**PROBLEM TO SOLVE**
In the items below, find every line containing the string "negative" with matching case, and copy each of those lines.

++++ INFORMATION SHOWN ++++

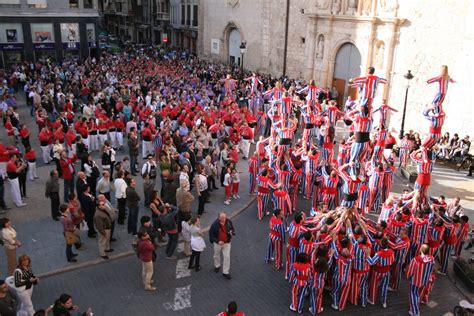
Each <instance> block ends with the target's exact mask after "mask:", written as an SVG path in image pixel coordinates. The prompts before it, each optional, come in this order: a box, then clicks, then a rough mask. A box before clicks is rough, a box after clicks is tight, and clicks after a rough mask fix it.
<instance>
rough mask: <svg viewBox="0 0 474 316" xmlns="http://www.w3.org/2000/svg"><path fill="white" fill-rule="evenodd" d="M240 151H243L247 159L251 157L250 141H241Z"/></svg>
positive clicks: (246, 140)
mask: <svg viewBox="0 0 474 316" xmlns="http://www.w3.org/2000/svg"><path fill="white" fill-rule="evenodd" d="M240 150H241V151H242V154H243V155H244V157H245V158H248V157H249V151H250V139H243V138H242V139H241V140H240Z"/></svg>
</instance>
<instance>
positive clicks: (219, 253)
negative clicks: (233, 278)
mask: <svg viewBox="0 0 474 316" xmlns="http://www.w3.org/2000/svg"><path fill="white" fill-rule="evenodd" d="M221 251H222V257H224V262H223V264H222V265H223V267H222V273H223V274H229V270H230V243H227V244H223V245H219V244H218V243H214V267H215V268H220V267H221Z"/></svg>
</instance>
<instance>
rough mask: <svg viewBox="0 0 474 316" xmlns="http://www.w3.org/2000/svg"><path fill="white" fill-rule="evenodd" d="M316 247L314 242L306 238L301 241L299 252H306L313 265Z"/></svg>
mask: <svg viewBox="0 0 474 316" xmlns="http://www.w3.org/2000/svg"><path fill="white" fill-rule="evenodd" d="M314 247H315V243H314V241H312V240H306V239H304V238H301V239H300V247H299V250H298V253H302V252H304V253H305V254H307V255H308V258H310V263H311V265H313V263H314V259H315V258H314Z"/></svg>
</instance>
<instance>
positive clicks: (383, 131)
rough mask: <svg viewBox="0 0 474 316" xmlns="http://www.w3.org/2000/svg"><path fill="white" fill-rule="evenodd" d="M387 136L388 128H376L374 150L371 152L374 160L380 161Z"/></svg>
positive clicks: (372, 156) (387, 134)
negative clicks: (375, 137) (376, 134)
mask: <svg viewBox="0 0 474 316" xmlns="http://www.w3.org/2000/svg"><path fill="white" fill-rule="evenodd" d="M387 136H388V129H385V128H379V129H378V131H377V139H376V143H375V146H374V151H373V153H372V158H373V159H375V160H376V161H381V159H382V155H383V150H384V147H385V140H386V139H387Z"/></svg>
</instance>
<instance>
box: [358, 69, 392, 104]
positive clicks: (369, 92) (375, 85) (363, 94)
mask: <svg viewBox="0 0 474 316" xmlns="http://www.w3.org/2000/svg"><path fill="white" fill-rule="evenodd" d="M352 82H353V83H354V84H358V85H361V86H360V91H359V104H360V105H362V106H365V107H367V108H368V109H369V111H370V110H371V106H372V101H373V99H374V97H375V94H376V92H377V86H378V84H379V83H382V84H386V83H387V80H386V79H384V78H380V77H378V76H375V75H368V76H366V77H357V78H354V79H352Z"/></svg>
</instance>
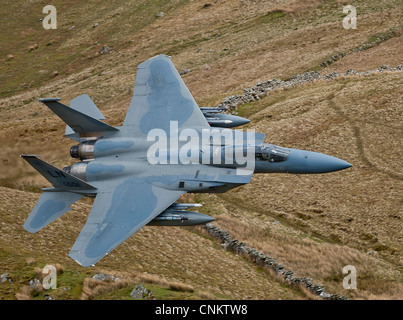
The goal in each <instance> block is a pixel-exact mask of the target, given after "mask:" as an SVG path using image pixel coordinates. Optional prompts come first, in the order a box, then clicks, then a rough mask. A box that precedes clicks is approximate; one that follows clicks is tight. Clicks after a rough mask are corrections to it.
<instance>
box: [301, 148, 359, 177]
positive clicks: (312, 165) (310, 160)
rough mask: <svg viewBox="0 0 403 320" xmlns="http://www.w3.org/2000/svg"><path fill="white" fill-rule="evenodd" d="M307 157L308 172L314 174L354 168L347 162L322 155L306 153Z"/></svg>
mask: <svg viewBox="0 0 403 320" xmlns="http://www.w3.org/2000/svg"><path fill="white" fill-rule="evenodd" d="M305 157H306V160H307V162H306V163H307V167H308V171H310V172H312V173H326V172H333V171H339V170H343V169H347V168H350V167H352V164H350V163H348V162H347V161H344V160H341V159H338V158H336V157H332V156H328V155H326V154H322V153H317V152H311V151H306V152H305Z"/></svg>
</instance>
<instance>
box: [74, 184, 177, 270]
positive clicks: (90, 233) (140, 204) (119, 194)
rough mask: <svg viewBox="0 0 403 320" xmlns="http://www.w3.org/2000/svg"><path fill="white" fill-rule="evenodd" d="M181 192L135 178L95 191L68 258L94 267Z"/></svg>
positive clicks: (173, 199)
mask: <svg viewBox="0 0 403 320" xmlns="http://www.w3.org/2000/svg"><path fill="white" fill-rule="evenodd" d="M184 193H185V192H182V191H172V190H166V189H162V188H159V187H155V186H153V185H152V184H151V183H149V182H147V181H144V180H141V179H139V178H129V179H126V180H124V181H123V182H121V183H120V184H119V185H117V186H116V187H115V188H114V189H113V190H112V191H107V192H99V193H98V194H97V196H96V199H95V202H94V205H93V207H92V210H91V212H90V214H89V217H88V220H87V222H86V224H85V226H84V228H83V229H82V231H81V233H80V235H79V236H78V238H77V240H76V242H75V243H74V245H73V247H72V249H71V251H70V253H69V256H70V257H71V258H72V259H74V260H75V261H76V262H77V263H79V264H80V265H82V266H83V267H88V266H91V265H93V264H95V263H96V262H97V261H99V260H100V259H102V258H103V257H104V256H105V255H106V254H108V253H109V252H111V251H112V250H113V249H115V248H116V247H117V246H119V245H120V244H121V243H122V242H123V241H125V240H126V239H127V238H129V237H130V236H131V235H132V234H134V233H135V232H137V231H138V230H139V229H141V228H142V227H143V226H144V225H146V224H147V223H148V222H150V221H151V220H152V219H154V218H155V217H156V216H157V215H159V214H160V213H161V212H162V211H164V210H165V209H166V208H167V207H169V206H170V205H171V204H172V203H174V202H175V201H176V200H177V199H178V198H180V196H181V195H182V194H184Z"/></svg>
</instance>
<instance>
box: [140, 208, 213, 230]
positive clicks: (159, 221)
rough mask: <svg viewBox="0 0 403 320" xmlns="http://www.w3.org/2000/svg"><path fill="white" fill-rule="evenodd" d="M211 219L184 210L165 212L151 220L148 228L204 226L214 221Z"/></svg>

++++
++++ INFORMATION SHOWN ++++

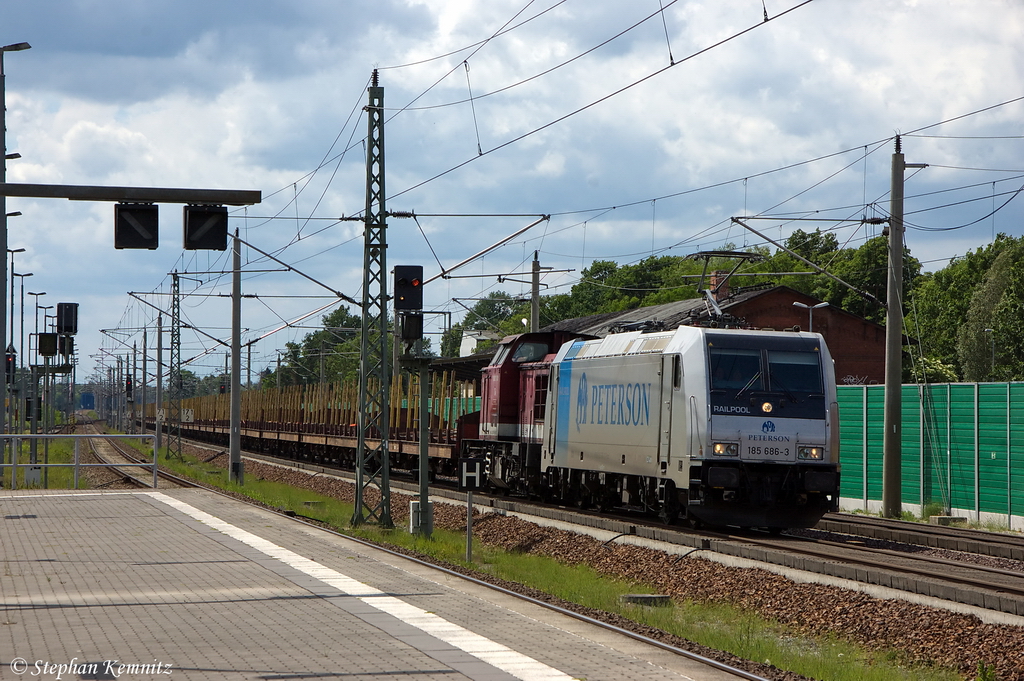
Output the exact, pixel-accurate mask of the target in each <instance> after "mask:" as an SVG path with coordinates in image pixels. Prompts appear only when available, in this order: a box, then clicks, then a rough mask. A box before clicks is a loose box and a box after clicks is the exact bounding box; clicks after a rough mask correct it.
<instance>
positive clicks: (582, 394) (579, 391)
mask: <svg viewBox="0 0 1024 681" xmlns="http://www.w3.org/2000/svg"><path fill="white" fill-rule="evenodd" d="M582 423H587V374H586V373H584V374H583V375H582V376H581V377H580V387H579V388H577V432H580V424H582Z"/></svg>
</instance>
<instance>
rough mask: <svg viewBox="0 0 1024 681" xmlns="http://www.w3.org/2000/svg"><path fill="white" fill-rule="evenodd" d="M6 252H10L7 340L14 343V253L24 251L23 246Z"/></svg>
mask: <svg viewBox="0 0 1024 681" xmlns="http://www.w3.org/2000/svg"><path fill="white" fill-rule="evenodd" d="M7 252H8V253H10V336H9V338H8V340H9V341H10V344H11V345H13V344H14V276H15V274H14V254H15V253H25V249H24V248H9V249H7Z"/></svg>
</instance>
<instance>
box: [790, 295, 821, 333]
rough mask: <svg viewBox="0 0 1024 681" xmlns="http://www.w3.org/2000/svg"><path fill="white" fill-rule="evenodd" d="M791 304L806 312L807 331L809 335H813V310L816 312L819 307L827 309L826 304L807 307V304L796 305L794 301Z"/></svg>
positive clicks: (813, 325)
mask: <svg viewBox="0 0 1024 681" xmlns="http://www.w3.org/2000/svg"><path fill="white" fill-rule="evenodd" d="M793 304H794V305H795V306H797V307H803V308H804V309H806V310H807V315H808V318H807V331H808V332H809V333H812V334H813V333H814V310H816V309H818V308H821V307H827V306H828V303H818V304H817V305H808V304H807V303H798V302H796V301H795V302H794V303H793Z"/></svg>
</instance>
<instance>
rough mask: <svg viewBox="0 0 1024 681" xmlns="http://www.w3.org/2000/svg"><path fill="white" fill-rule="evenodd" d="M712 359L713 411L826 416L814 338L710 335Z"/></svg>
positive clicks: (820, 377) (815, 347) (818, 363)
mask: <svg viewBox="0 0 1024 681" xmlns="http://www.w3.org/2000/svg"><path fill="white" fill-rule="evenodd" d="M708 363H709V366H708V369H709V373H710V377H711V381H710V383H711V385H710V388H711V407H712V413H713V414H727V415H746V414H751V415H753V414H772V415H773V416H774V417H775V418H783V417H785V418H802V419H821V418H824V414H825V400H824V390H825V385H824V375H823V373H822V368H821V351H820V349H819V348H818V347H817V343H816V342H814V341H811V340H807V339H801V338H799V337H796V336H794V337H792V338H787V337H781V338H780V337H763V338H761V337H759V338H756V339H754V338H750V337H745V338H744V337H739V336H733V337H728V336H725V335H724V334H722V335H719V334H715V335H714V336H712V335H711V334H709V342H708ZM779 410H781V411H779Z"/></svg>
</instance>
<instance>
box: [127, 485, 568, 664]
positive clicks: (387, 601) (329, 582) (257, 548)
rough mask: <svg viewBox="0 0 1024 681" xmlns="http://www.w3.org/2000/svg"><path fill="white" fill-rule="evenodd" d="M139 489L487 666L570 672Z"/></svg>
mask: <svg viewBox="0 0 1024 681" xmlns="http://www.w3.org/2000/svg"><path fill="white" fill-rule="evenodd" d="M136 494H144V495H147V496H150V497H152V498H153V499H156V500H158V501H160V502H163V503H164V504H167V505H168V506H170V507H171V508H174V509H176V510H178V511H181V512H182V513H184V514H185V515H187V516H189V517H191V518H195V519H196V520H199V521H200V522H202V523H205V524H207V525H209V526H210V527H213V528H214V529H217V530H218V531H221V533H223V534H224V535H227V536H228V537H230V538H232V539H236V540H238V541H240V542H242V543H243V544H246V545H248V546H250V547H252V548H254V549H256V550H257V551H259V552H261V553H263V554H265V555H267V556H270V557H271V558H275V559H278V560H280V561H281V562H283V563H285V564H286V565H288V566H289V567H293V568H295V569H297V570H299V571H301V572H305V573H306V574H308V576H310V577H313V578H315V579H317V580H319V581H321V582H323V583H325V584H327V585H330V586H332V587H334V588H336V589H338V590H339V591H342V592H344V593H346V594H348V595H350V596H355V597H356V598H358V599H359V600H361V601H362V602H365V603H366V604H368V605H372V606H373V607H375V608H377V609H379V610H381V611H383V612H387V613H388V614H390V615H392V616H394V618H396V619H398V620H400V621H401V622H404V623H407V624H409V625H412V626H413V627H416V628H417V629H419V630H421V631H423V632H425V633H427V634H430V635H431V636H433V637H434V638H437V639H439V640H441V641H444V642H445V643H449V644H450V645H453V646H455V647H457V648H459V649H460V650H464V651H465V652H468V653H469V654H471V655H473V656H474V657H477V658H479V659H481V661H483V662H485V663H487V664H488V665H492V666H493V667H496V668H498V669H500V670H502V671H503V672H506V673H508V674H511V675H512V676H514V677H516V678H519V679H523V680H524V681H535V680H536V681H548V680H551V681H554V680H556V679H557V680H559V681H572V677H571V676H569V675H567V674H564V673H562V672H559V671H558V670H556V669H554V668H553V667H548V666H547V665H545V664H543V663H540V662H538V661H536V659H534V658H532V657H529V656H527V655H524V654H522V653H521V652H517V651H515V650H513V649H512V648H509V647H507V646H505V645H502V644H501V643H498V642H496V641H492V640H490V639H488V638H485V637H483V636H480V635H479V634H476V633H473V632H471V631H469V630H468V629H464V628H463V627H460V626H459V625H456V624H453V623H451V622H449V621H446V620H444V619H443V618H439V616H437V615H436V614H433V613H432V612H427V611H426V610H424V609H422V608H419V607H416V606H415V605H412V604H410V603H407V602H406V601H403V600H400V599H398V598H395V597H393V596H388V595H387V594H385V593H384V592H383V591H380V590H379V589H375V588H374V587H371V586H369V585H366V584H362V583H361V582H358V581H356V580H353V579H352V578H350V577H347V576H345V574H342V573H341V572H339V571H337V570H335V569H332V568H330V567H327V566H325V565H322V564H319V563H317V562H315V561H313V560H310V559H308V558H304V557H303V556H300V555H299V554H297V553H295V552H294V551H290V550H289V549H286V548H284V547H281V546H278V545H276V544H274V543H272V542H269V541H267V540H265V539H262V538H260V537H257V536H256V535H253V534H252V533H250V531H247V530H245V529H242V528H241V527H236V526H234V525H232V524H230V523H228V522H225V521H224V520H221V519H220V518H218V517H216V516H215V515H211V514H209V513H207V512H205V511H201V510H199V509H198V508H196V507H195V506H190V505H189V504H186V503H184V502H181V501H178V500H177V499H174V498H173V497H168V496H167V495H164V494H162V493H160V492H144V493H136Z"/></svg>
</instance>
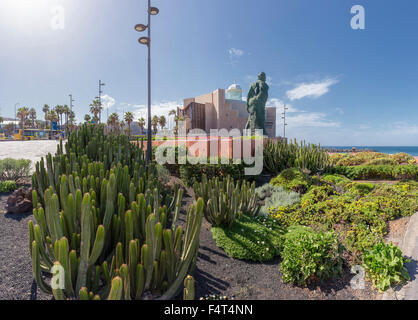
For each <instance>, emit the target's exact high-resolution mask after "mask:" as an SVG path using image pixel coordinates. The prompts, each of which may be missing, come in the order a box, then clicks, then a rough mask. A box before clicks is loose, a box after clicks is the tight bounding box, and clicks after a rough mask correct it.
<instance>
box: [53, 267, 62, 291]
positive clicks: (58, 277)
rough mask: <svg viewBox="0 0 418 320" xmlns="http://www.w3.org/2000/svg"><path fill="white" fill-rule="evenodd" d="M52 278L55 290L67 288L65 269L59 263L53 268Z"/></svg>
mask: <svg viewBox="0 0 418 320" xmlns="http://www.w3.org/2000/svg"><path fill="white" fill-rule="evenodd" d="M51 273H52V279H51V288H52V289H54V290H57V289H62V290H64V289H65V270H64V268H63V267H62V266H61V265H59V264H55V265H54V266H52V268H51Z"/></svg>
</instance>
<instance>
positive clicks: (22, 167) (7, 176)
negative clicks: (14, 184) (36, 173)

++++
++++ INFORMATION SHOWN ++++

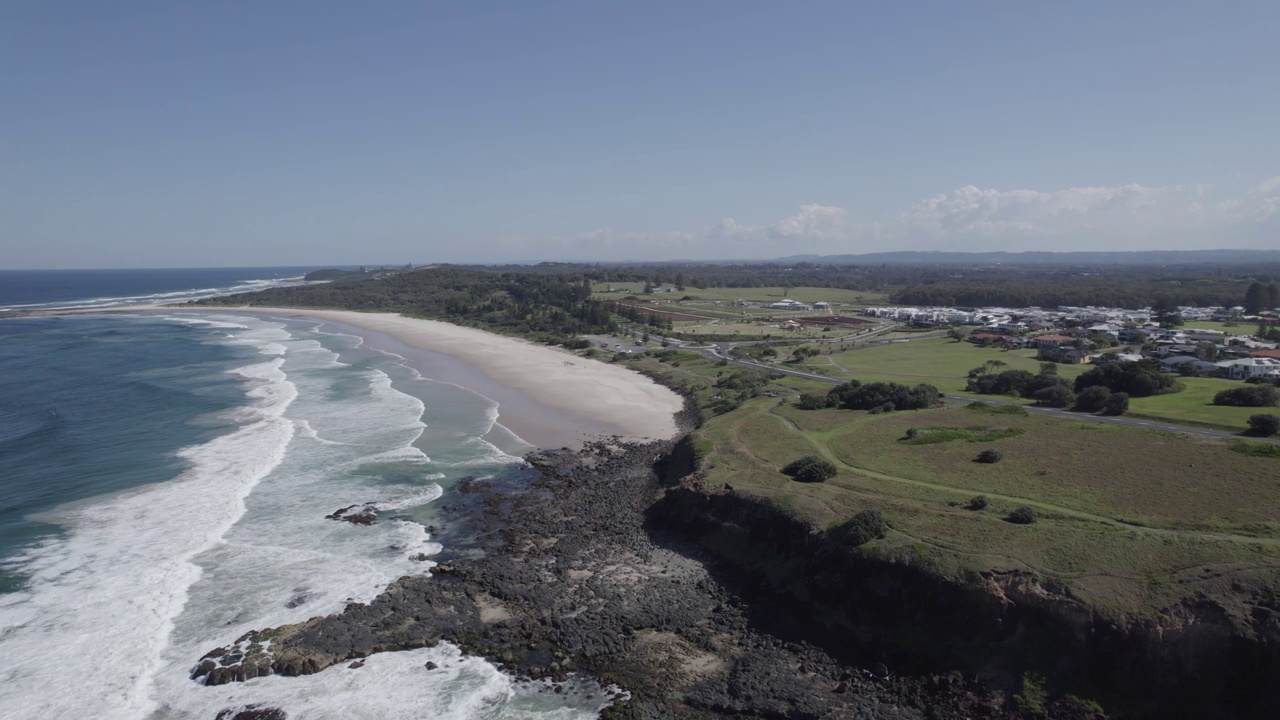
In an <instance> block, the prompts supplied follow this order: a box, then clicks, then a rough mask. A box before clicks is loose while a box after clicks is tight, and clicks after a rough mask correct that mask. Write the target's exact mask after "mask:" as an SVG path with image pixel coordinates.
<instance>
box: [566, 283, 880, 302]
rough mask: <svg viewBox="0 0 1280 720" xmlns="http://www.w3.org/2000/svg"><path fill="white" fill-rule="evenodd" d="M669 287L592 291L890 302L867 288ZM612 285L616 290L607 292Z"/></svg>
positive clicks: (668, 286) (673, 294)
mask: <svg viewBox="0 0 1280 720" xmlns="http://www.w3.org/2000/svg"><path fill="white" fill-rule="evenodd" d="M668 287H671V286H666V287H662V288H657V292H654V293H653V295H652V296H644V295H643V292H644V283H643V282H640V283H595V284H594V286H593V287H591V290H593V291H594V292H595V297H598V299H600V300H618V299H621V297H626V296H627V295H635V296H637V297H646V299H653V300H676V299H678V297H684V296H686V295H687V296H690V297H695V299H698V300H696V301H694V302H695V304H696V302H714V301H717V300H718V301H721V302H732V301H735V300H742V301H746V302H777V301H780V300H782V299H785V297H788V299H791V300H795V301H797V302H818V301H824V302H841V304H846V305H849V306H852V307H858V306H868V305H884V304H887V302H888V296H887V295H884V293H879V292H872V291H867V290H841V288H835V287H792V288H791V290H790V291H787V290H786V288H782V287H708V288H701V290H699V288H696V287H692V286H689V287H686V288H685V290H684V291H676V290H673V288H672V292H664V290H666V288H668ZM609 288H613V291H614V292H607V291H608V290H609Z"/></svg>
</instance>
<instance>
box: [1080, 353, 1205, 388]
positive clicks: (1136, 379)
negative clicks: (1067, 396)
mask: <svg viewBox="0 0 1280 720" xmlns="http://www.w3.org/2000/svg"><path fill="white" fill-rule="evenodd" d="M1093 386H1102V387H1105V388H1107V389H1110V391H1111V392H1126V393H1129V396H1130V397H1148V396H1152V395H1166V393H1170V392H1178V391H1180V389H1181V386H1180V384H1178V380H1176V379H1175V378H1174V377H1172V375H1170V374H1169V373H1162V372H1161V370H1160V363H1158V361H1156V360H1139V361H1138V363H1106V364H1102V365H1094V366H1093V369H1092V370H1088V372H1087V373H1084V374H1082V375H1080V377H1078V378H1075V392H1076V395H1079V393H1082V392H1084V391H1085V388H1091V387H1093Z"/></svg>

++++

**REPLY TO THE EXERCISE**
negative clicks: (233, 278)
negative clicks: (375, 137) (376, 134)
negative clicks: (14, 184) (36, 173)
negative clicks: (1067, 396)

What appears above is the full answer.